- TASK INPUT -

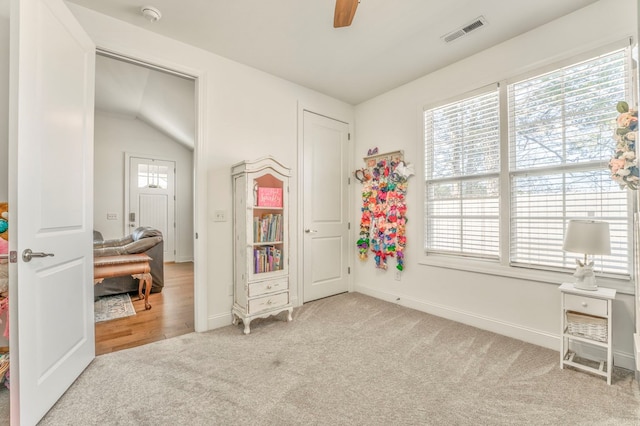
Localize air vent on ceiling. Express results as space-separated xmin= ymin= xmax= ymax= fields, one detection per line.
xmin=440 ymin=16 xmax=487 ymax=43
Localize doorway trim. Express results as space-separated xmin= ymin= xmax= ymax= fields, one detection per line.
xmin=290 ymin=102 xmax=355 ymax=306
xmin=96 ymin=47 xmax=209 ymax=332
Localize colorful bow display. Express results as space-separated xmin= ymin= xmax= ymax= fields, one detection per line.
xmin=357 ymin=155 xmax=413 ymax=271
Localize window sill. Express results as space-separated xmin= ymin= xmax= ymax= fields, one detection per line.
xmin=418 ymin=255 xmax=635 ymax=294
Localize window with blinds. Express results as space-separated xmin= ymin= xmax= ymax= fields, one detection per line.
xmin=424 ymin=87 xmax=500 ymax=259
xmin=508 ymin=49 xmax=630 ymax=275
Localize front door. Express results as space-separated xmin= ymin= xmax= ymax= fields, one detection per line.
xmin=9 ymin=0 xmax=95 ymax=425
xmin=127 ymin=157 xmax=176 ymax=262
xmin=303 ymin=111 xmax=349 ymax=302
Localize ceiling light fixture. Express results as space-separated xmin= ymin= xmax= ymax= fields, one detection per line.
xmin=140 ymin=6 xmax=162 ymax=22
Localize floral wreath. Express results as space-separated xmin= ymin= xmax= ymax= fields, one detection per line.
xmin=609 ymin=101 xmax=640 ymax=190
xmin=356 ymin=155 xmax=413 ymax=271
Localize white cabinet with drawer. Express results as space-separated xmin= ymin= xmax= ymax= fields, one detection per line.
xmin=231 ymin=157 xmax=293 ymax=334
xmin=560 ymin=283 xmax=616 ymax=384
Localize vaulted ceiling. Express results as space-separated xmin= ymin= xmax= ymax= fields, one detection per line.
xmin=68 ymin=0 xmax=600 ymax=105
xmin=66 ymin=0 xmax=608 ymax=147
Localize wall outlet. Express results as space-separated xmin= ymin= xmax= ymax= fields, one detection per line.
xmin=213 ymin=210 xmax=227 ymax=222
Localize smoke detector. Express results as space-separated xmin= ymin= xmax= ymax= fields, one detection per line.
xmin=440 ymin=16 xmax=488 ymax=43
xmin=140 ymin=6 xmax=162 ymax=22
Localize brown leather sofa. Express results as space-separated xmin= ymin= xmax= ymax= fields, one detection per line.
xmin=93 ymin=226 xmax=164 ymax=297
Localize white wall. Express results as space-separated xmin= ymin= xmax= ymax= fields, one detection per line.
xmin=68 ymin=3 xmax=353 ymax=329
xmin=0 ymin=10 xmax=9 ymax=201
xmin=353 ymin=0 xmax=636 ymax=368
xmin=0 ymin=10 xmax=11 ymax=346
xmin=93 ymin=111 xmax=193 ymax=261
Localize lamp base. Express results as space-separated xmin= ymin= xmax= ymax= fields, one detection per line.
xmin=573 ymin=281 xmax=598 ymax=291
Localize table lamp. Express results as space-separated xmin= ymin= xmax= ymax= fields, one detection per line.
xmin=562 ymin=220 xmax=611 ymax=290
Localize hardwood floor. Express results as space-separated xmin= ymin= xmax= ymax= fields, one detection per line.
xmin=96 ymin=262 xmax=194 ymax=355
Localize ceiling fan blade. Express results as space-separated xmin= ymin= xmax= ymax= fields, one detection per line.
xmin=333 ymin=0 xmax=359 ymax=28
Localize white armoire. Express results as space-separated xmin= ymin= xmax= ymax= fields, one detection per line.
xmin=231 ymin=157 xmax=293 ymax=334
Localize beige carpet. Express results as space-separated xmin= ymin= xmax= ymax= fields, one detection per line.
xmin=33 ymin=293 xmax=640 ymax=425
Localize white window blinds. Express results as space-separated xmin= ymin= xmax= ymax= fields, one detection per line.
xmin=424 ymin=88 xmax=500 ymax=258
xmin=508 ymin=50 xmax=630 ymax=275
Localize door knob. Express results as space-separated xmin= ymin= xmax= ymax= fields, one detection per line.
xmin=22 ymin=249 xmax=53 ymax=262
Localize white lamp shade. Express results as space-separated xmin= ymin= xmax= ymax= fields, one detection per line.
xmin=562 ymin=220 xmax=611 ymax=254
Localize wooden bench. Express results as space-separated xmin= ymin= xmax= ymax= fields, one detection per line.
xmin=93 ymin=253 xmax=152 ymax=310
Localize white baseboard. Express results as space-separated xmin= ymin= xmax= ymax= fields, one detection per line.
xmin=633 ymin=333 xmax=640 ymax=371
xmin=354 ymin=285 xmax=635 ymax=370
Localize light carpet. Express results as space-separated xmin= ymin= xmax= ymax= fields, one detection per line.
xmin=94 ymin=293 xmax=136 ymax=322
xmin=41 ymin=293 xmax=640 ymax=425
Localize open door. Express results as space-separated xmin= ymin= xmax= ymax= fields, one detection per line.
xmin=9 ymin=0 xmax=95 ymax=425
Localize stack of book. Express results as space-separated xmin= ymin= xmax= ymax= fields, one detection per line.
xmin=253 ymin=213 xmax=282 ymax=243
xmin=253 ymin=246 xmax=282 ymax=274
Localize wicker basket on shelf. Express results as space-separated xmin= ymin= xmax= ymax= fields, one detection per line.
xmin=567 ymin=311 xmax=608 ymax=342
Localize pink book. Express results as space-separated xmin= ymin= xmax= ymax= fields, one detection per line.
xmin=258 ymin=188 xmax=282 ymax=207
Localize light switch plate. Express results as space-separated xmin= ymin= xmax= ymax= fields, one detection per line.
xmin=213 ymin=210 xmax=227 ymax=222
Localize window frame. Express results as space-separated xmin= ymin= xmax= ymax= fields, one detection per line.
xmin=418 ymin=38 xmax=637 ymax=294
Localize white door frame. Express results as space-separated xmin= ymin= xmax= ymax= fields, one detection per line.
xmin=96 ymin=47 xmax=209 ymax=332
xmin=296 ymin=102 xmax=359 ymax=306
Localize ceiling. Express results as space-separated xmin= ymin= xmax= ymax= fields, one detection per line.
xmin=95 ymin=55 xmax=195 ymax=150
xmin=68 ymin=0 xmax=596 ymax=105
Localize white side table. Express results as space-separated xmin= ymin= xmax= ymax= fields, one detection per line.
xmin=560 ymin=283 xmax=616 ymax=385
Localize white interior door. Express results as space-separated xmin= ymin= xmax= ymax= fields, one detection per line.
xmin=9 ymin=0 xmax=95 ymax=425
xmin=127 ymin=157 xmax=176 ymax=262
xmin=303 ymin=111 xmax=349 ymax=302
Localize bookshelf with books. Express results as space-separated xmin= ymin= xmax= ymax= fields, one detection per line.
xmin=231 ymin=157 xmax=293 ymax=334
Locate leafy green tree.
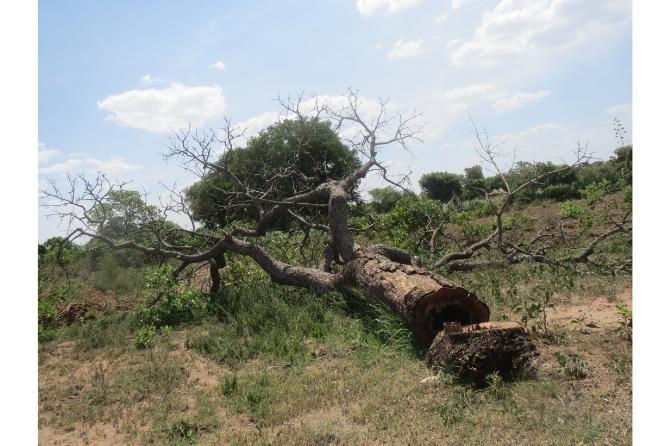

- SHORT PROBLEM -
Return every line above that contains the word "blinds".

- EXERCISE RESULT -
Localize window with blinds. Express results as space-separated xmin= ymin= xmax= ymax= fields, one detection per line.
Localize white window blinds. Express results as space-separated xmin= ymin= xmax= ymax= fields, one detection per line.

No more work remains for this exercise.